● **JOB A**: From the forum thread on the owner's meeting, return the passage that begins at the words "I would and" and stops after the words "your incentive offer.".
● **JOB B**: In the forum thread about the owner's meeting, what value does Remy say an offer now has to reach before Remy will attend?
● **JOB C**: Extend the forum thread on whether to attend the owner's meeting, starting after its last sentence.

● **EXTRACTED TEXT**:
-- Begin --

# Should I attend the owner's meeting?



## PhillyD45 (Aug 11, 2019)

I think there is a general meeting one day and than maybe a private one scheduled for a specific time, with a $100 hyatt voucher for an hours worth of time. I'm not sure. It wasn't clear.
Either way, do you guys suggest I go? Do you guys attend these while on holiday? I'm at Windward Pointe.


----------



## Remy (Aug 11, 2019)

I would go to these in the past. Partially for the gift, partially for the sport and info. Now I just look at the trade off. I have $100, what I don’t have is unlimited vacation time. So I tend to say no more often these days unless the value proposition is $250+.


----------



## PerryKing (Aug 11, 2019)

PhillyD45 said:


> I think there is a general meeting one day and than maybe a private one scheduled for a specific time, with a $100 hyatt voucher for an hours worth of time. I'm not sure. It wasn't clear.
> Either way, do you guys suggest I go? Do you guys attend these while on holiday? I'm at Windward Pointe.


I would and do always go to the OWNERS MEETING at all clubs.  I find them interesting and informative. Also is  chance to meet the Resort Manager directly.  As for the "owners update" (Sales presentation,)   probably NOT unless you want to buy into the Hyatt Portfolio Program, they only thing  they are now selling.  And if you do go it will be more that 1 Hour and worth much more than $100.00  for your incentive offer.


----------



## jjking42 (Aug 11, 2019)

I never go my vacation time is more valuable and I usually know more about timeshares than the rep thanks to TUG. So I guess yes you should go and then report back on Tug so I can continue not going. PS Don't buy anything.


----------



## Sapper (Aug 11, 2019)

PhillyD45 said:


> I think there is a general meeting one day and than maybe a private one scheduled for a specific time, with a $100 hyatt voucher for an hours worth of time. I'm not sure. It wasn't clear.
> Either way, do you guys suggest I go? Do you guys attend these while on holiday? I'm at Windward Pointe.



The general owners meeting will be about the property, if you own there or want to own there, it might be interesting to you.

-- End --

● **INFORMATION SUPPLIED**:
-- Begin --

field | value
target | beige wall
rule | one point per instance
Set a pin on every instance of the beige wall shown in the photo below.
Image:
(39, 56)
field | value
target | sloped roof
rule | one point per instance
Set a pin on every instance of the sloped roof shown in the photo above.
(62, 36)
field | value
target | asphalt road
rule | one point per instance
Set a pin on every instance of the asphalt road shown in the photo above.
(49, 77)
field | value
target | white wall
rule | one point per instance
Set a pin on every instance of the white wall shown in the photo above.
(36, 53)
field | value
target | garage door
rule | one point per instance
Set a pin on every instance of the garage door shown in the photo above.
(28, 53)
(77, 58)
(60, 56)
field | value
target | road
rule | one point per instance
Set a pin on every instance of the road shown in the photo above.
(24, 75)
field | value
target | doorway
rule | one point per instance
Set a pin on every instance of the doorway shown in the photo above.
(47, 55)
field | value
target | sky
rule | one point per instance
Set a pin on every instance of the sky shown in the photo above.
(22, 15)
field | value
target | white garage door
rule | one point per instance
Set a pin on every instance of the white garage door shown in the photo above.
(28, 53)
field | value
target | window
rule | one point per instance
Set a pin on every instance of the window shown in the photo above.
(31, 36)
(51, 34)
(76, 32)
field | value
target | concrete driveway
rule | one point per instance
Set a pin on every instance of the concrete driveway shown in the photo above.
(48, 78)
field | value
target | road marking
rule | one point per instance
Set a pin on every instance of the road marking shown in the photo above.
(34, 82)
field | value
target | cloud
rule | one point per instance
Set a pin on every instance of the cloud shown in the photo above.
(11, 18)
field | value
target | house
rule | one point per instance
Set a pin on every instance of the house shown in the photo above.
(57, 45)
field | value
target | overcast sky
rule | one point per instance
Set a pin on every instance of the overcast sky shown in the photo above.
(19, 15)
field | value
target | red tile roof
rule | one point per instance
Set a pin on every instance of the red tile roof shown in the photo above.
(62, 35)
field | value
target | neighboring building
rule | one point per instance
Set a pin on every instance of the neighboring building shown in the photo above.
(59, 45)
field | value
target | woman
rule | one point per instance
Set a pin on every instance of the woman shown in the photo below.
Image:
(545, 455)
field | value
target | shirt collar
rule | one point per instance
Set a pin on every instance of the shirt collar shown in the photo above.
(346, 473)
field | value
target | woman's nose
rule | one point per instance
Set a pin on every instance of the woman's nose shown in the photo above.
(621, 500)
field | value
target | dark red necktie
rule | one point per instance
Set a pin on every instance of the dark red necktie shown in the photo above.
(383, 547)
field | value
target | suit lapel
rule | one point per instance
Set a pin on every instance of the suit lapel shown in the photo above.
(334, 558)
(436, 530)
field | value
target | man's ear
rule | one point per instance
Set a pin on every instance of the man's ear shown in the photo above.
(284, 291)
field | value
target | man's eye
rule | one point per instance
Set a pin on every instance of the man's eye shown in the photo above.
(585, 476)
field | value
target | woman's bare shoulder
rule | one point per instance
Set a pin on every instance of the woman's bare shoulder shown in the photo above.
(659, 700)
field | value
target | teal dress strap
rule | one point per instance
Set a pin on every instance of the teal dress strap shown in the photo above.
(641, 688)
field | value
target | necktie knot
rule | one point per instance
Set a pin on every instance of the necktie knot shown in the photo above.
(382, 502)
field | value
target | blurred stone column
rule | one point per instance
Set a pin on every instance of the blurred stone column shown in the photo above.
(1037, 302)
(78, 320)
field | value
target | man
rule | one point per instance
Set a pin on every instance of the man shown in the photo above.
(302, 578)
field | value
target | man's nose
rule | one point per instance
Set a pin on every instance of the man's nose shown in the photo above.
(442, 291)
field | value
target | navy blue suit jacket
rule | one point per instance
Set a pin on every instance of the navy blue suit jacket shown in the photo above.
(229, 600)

-- End --

● **TASK RESPONSE A**:
I would and do always go to the OWNERS MEETING at all clubs.  I find them interesting and informative. Also is  chance to meet the Resort Manager directly.  As for the "owners update" (Sales presentation,)   probably NOT unless you want to buy into the Hyatt Portfolio Program, they only thing  they are now selling.  And if you do go it will be more that 1 Hour and worth much more than $100.00  for your incentive offer.

● **TASK RESPONSE B**: $250 or more.

● **TASK RESPONSE C**:
The private one they scheduled and offered $100 for your hour (will be closer to an hour and a half) is a sales presentation. In Key West you have to drive over to their sales center, it will not be on the Windward Pointe property. Then they will attempt in the friendliest way (Hyatt sales presentations have historically been low pressure sales tactics) to get you to buy into the HPP (Hyatt Portfolio/Points Program).  When I was there two weeks ago, they were discussing a new program coming on line they called “Beyond”. It’s basically a new way to get you to buy in to the HPP so that you can use these points with the Marriott Explorer Collection (hotels and cruises). At the time they discussed this “Beyond” program with me they had nothing on paper they could show me, and nothing showing how many points it would take to do something in this Explorer Collection. If you do decide to attend, I (and probably others) would appreciate it if you could report back to everyone if they have any more info re this “Beyond “ program, or if they are even discussing it now (ie, was it just something the sales guy made up to try to get me to buy into the HPP). Also, if you do decide to go, don’t buy anything.


----------



## Kal (Aug 11, 2019)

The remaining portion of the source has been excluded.